OBJECTIF:
Répondez, s'il vous plaît, à ces questions sur le texte ci-dessous consacré à l'adelphie :
(a) En quelle année le Haut Conseil à l'égalité a-t-il fait la remarque citée ?
(b) Quel terme ce Haut Conseil avance-t-il comme alternative inclusive à « fraternité » ?
(c) Quel rôle le texte attribue-t-il à la puéricultrice, professionnelle et parent ?

D. V. Bien sûr ! En 2018 déjà, le Haut Conseil à l'égalité remarquait que « le terme fraternité exclut les femmes de la communauté politique. Il convient d'ouvrir une réflexion sur une alternative inclusive, telle que adelphité » [3]. En clinique, cela ouvre également des perspectives, surtout dans nos métiers où le langage est un outil relationnel. En tant que parent, en tant que professionnelle, notre champ est de ne plus enfermer personne dans aucune case. Or, fratrie et fraternité enferment dans ce masculin prétendument neutre qui inculque implicitement aux enfants que les filles valent moins que les garçons, invisibles dans la sémantique désignant leur famille – même quand elles n'ont pas de frère. Utiliser "adelphie" dans nos échanges professionnels, c'est déjà faire un pas vers plus d'inclusion, ce qui est particulièrement précieux dans une société où les enfants grandissent dans des configurations familiales et identitaires diverses. Notre rôle en tant que puéricultrice, professionnelle, mais aussi parent, est de semer de petites graines autour de nous. Il est important de leur laisser le temps de germer, chacune à son rythme, selon son propre cheminement. Le moment le plus merveilleux sera celui de l'observation de nos adultes de demain, qui rendront notre monde un peu plus humain, égalitaire, respectueux.

[Lignes d'un jeu de données]
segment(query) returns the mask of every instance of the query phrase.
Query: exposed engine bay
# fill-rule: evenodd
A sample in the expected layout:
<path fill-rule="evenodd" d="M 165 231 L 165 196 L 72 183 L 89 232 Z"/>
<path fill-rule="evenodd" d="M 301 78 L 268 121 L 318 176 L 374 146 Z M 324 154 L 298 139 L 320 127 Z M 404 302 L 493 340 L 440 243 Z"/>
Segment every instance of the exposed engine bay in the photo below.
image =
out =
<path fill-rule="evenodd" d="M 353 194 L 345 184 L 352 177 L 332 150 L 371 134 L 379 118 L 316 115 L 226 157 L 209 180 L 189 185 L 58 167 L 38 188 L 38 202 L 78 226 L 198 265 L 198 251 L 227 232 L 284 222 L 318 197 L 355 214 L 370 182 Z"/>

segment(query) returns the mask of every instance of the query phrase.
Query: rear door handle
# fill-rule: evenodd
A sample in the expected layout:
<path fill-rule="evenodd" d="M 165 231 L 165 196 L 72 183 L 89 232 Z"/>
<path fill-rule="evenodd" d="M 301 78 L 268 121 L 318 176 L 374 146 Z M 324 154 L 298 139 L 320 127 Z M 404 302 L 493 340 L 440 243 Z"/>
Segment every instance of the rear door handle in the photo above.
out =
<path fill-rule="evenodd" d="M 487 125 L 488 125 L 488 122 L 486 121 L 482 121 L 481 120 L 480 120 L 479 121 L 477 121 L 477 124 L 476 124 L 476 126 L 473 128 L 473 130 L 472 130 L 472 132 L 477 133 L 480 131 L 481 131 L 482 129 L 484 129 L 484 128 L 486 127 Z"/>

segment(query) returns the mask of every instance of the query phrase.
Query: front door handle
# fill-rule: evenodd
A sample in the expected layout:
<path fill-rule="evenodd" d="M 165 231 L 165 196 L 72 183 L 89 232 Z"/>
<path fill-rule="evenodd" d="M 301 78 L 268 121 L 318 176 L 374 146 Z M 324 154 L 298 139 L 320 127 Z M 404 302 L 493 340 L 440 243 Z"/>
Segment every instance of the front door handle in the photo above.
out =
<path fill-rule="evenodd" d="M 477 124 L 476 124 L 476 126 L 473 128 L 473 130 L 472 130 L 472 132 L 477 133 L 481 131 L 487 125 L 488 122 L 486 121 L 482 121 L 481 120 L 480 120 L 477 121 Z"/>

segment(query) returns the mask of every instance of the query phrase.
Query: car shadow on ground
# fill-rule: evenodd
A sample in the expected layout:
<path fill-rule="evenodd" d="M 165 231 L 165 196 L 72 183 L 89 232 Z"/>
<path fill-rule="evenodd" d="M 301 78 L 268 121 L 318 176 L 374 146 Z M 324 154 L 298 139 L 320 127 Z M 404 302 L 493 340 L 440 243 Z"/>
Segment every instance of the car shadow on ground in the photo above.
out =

* * *

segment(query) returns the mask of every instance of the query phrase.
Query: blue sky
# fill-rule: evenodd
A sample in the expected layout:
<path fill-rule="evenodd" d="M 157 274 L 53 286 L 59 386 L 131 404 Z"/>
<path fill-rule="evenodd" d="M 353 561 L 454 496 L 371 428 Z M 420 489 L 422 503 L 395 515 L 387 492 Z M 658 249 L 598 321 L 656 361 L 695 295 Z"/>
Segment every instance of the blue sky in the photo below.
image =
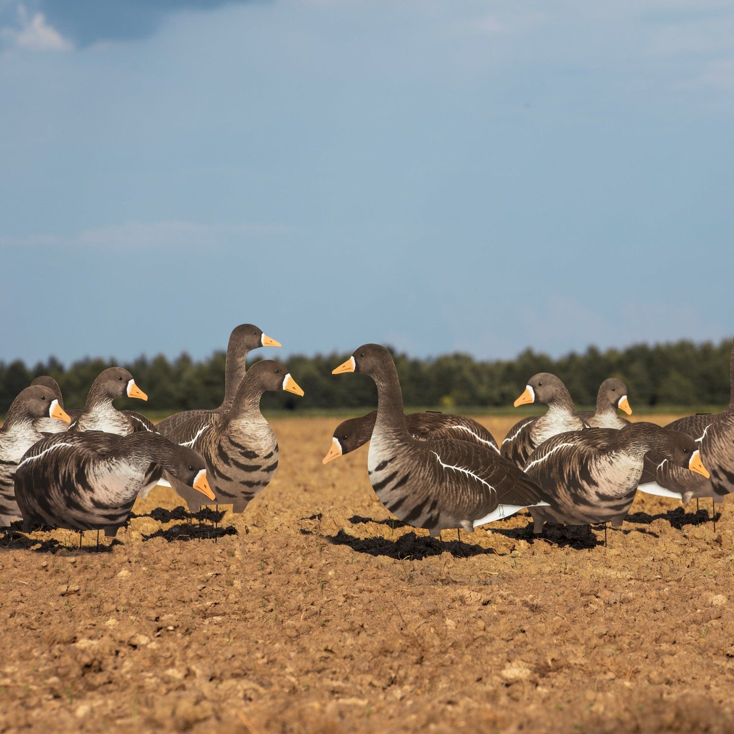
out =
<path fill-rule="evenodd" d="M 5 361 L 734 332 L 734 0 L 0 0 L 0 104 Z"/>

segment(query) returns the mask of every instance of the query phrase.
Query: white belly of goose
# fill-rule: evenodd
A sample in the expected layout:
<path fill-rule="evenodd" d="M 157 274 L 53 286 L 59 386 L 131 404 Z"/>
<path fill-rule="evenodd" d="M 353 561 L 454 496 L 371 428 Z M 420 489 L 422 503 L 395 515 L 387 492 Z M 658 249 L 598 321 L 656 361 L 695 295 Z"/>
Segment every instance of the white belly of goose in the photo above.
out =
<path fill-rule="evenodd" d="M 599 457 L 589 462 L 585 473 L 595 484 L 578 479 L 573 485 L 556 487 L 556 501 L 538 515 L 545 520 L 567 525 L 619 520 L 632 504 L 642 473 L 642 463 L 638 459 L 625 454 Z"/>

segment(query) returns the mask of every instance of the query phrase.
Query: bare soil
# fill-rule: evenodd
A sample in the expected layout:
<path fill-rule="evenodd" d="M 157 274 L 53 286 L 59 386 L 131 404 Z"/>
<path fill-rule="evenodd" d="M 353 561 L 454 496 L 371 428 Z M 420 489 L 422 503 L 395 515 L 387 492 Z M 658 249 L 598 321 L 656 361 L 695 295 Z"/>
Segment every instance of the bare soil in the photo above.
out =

--

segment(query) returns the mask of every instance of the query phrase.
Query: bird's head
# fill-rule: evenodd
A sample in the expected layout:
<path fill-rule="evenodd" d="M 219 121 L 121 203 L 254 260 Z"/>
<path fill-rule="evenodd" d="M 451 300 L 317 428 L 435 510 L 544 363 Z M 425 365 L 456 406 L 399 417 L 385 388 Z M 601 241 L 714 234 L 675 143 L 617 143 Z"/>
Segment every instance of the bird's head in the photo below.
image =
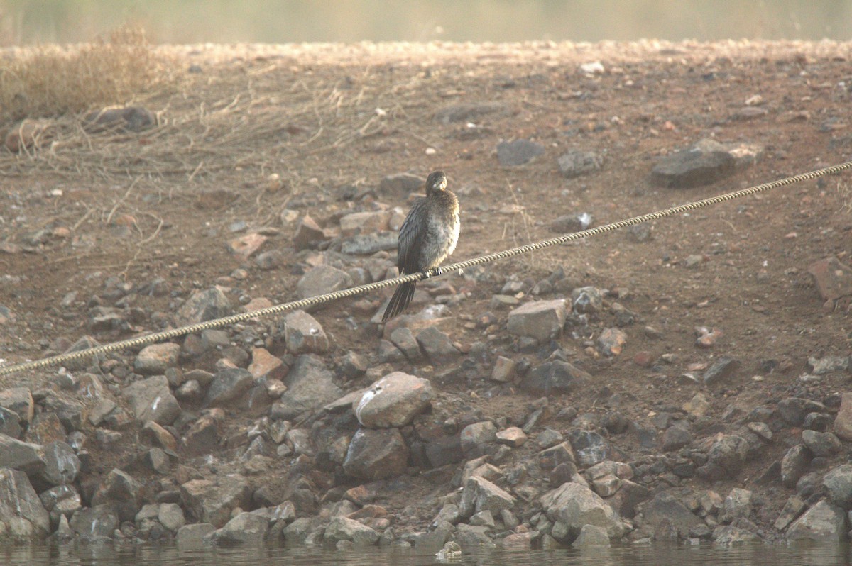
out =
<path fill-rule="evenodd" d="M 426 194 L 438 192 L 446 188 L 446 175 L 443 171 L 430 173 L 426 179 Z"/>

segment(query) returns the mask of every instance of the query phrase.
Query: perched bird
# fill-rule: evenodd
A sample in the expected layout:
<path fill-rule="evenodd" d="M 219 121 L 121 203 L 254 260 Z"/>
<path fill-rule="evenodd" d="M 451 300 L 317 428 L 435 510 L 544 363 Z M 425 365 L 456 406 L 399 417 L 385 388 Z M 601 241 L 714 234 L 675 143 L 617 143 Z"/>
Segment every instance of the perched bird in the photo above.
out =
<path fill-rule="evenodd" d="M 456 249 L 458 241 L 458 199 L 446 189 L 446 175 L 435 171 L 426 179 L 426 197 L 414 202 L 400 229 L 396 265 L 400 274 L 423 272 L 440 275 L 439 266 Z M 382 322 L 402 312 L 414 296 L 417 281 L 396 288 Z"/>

RÉPONSE CI-DESSOUS:
(a) En 2018.
(b) « Adelphité ».
(c) Semer de petites graines autour de nous.